Your goal: The records below are to be duplicated character for character.

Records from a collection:
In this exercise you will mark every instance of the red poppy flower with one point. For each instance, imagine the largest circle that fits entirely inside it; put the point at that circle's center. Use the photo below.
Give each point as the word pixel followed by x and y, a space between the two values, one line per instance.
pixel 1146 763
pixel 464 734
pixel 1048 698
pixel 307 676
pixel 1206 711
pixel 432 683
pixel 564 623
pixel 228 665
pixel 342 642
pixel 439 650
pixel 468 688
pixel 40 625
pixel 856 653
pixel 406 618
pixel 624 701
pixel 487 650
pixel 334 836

Response:
In this exercise you will mark every instance of the red poppy flower with one point. For each instance, imagine the largest circle that fits entirely inside it; put the point at that circle's center. Use the photo below.
Give each point as the word pixel followed by x and y, a space between the two values, one line per instance.
pixel 1146 763
pixel 464 734
pixel 1048 698
pixel 307 676
pixel 1206 711
pixel 432 683
pixel 564 623
pixel 228 665
pixel 342 642
pixel 439 650
pixel 468 688
pixel 40 625
pixel 856 653
pixel 406 618
pixel 624 701
pixel 487 650
pixel 334 836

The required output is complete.